▸ **Arbeitsauftrag 1**: Fassen Sie im Auszug aus der Landtagsdebatte den Absatz, der mit „Und nun wieder ein „Weiße-Salbe-Antrag“ der CDU“ beginnt, als knappe Aufzählung zusammen, ohne die wesentlichen Fakten auszulassen.
▸ **Arbeitsauftrag 2**: Schreiben Sie aus dem Auszug aus der Landtagsdebatte den Abschnitt von „Sehr geehrte Frau“ bis einschließlich „FDP und CDU)“ wortgetreu ab.

▸ **Dokumentauszug**:
┏━━
Dieser Antrag ist in der Sache zielführend, und er greift viele neu gewonnenen Erkenntnisse auf. Der schriftlichen Anhörung des vergangenen Jahres wird damit Genüge getan. Der Antrag ist ein Schritt in die richtige Richtung.

Der Antrag der Linken dagegen ist inzwischen eher überholt, aber auch nicht falsch. Wir werden uns im Sozialausschuss aber lieber für eine öffentliche Anhörung einsetzen, den Runden Tisch also öffentlich zu machen, damit wäre ein verborgener Runder Tisch zum gegenwärtigen Zeitpunkt eher nachrangig.

Und nun wieder ein „Weiße-Salbe-Antrag“ der CDU: Erstens. Der Landtag soll den guten Willen und was wir schon haben unterstützen. Er soll zweitens eine Erhebung der Bundesregierung unterstützen, die es ebenfalls schon gibt. Drittens soll er eine Moderation von Verhandlungen der Beteiligten durch die Bundesregierung unterstützen - absolut innovativ. Einzig die Prüfung des Modellprojektes von Rheinland-Pfalz zur Ausweitung der Wochenbettbetreuung ist immerhin ein kleiner Impuls. Das kann man machen, aber wir sagen dazu: Das ist sehr dünn. Im Zweifel müssten wir uns bei diesem Antrag ebenfalls enthalten.

Geben Sie sich entweder einen Ruck, und unterstützen Sie den klaren Impulsantrag der Grünen, der unsere gemeinsame Richtung klarstellt, oder haben Sie wenigstens den Mut, sich im Sozialausschuss erneut der öffentlichen Debatte mit Expertinnen und Experten zu stellen und überweisen Sie alle Anträge in diesen Ausschuss.

(Beifall bei BÜNDNIS 90/DIE GRÜNEN)

Für die Geburtshilfe ist es fünf nach zwölf, es wird höchste Zeit.

(Beifall bei SPD, BÜNDNIS 90/DIE GRÜ- NEN, der LINKEN und SSW)

Für die FDP-Fraktion erteile ich Frau Abgeordneter Anita Klahn das Wort.

Sehr geehrte Frau Präsidentin! Meine Damen und Herren! In den letzten Wochen haben Sozialminister Dr. Garg und Finanzminister Wiegard eine Lösung gesucht, um bei Inanspruchnahme von Hebammenleistungen durch Beihilfeberechtigte diese gegenüber den Mitgliedern der gesetzlichen Krankenkasse gleichzustellen. Dieses war bisher nicht der Fall. Ich spreche daher beiden Ministern den Dank der FDP-Fraktion aus, dass es trotz der schwierigen Haushaltslage hier zu einer guten Einigung im Sinne der werdenden Mütter und der Hebammen kam.

(Bernd Heinemann)

(Beifall bei FDP und CDU)
┗━━
▸ **Auszüge der Datensätze**:
┏━━
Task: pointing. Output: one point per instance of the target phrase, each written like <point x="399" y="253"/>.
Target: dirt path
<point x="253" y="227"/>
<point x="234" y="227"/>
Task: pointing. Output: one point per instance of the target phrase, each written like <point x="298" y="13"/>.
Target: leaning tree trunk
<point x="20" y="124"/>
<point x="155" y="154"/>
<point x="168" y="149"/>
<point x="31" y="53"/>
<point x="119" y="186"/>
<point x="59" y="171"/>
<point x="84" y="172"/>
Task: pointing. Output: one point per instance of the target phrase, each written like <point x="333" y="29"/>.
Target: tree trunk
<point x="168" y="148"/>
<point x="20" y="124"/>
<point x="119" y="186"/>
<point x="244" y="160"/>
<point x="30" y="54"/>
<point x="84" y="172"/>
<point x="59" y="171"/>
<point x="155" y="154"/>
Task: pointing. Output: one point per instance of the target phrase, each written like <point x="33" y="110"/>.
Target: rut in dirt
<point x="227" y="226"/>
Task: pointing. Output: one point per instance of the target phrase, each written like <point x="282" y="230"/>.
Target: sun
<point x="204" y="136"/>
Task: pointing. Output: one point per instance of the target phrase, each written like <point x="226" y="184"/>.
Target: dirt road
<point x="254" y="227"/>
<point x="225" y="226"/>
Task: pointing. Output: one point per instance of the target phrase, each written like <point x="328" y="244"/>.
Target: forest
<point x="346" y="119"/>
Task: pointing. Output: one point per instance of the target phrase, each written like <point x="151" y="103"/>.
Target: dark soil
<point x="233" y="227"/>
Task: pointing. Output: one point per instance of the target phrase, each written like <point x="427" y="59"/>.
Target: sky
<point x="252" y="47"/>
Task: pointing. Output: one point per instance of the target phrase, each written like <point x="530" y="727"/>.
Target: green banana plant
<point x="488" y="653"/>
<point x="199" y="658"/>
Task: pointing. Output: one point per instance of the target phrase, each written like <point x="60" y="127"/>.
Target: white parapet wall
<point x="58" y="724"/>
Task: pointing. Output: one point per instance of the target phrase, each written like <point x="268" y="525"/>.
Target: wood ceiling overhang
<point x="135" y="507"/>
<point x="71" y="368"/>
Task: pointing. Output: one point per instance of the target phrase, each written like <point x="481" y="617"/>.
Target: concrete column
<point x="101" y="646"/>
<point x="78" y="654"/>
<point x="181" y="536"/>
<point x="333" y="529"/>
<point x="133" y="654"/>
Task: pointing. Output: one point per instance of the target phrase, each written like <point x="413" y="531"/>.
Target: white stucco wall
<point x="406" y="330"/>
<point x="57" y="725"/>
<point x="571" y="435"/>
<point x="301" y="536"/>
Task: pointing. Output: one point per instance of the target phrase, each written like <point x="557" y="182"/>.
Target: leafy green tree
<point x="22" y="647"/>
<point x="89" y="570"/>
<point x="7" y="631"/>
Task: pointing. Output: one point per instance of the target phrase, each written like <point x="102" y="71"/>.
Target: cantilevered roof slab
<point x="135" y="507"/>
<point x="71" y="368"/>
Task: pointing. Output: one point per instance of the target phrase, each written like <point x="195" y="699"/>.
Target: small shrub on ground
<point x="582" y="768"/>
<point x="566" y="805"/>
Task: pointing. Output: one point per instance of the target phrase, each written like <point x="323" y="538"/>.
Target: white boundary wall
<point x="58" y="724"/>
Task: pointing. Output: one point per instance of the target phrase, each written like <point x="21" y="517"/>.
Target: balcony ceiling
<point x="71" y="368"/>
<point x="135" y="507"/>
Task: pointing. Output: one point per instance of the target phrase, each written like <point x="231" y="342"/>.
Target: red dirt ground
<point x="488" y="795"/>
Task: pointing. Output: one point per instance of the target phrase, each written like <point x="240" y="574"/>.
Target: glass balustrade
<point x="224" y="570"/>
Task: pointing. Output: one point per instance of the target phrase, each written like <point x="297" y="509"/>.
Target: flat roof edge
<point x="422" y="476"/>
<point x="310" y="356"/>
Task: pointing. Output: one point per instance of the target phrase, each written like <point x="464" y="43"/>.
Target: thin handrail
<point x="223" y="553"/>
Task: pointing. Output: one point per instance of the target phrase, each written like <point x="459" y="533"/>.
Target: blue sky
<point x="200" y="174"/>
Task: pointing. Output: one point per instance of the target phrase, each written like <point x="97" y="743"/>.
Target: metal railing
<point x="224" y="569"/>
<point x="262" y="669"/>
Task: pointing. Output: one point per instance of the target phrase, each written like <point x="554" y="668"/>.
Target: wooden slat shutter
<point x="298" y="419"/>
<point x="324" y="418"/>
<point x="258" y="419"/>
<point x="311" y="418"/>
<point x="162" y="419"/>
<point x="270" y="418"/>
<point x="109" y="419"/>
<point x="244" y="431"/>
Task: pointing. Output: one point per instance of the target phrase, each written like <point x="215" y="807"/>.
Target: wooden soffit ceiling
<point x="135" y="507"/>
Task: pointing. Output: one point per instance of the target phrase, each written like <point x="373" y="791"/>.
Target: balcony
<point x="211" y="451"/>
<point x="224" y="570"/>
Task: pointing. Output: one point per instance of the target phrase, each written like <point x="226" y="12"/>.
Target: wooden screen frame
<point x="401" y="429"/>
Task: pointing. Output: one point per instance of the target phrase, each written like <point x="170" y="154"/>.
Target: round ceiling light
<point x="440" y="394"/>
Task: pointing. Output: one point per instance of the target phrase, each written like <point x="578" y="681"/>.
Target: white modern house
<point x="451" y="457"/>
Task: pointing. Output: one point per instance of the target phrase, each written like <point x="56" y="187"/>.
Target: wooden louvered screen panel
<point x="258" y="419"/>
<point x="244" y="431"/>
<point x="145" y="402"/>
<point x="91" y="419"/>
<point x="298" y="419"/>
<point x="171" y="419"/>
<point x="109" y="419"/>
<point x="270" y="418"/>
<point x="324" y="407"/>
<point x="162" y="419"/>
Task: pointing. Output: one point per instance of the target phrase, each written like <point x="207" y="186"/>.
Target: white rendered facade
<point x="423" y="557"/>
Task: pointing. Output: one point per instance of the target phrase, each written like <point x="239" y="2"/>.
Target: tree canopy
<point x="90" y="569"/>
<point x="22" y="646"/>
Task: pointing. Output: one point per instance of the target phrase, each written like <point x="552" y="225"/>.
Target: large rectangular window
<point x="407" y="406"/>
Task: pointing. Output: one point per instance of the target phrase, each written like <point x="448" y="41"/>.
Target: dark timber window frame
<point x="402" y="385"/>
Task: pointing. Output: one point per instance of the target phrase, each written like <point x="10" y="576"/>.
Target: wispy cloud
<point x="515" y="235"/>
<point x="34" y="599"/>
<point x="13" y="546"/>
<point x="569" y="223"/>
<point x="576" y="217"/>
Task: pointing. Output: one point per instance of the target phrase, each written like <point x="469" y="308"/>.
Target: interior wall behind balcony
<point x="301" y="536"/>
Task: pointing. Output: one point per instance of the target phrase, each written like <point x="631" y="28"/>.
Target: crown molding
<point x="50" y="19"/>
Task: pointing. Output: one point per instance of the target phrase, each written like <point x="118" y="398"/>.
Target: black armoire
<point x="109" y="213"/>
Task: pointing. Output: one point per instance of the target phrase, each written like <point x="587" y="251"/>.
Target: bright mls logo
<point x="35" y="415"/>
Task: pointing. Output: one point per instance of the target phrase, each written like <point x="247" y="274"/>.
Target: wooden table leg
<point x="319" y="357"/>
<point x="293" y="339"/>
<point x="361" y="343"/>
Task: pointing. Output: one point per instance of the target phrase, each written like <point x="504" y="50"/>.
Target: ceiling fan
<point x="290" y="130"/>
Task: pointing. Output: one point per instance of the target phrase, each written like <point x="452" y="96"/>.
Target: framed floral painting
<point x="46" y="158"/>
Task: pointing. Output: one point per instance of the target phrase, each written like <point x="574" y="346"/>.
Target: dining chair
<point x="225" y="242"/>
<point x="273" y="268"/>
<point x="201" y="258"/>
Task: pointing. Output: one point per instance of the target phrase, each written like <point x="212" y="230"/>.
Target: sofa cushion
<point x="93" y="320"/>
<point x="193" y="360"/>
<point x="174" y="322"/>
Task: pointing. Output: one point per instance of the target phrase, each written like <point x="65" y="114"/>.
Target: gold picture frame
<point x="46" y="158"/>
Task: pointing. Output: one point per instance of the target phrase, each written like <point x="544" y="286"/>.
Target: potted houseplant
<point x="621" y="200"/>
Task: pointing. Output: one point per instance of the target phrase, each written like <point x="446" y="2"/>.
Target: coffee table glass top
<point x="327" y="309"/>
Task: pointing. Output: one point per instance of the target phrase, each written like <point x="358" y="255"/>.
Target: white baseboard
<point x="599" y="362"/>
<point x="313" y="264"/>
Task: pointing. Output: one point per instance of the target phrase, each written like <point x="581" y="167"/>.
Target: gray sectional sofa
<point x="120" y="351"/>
┗━━
▸ **Antwort 1**:
- Der CDU-Antrag wird als „Weiße-Salbe-Antrag“ bezeichnet.
- Der Landtag soll laut Antrag:
  1. den guten Willen und bereits Vorhandenes unterstützen,
  2. eine schon bestehende Erhebung der Bundesregierung unterstützen,
  3. eine Moderation von Verhandlungen der Beteiligten durch die Bundesregierung unterstützen, was mit „absolut innovativ“ kommentiert wird.
- Nur die Prüfung des Modellprojekts von Rheinland-Pfalz zur Ausweitung der Wochenbettbetreuung gilt als kleiner Impuls.
- Bewertung: Das ist machbar, aber sehr dünn. Im Zweifel wäre auch hier eine Enthaltung nötig.

▸ **Antwort 2**:
Sehr geehrte Frau Präsidentin! Meine Damen und Herren! In den letzten Wochen haben Sozialminister Dr. Garg und Finanzminister Wiegard eine Lösung gesucht, um bei Inanspruchnahme von Hebammenleistungen durch Beihilfeberechtigte diese gegenüber den Mitgliedern der gesetzlichen Krankenkasse gleichzustellen. Dieses war bisher nicht der Fall. Ich spreche daher beiden Ministern den Dank der FDP-Fraktion aus, dass es trotz der schwierigen Haushaltslage hier zu einer guten Einigung im Sinne der werdenden Mütter und der Hebammen kam.

(Bernd Heinemann)

(Beifall bei FDP und CDU)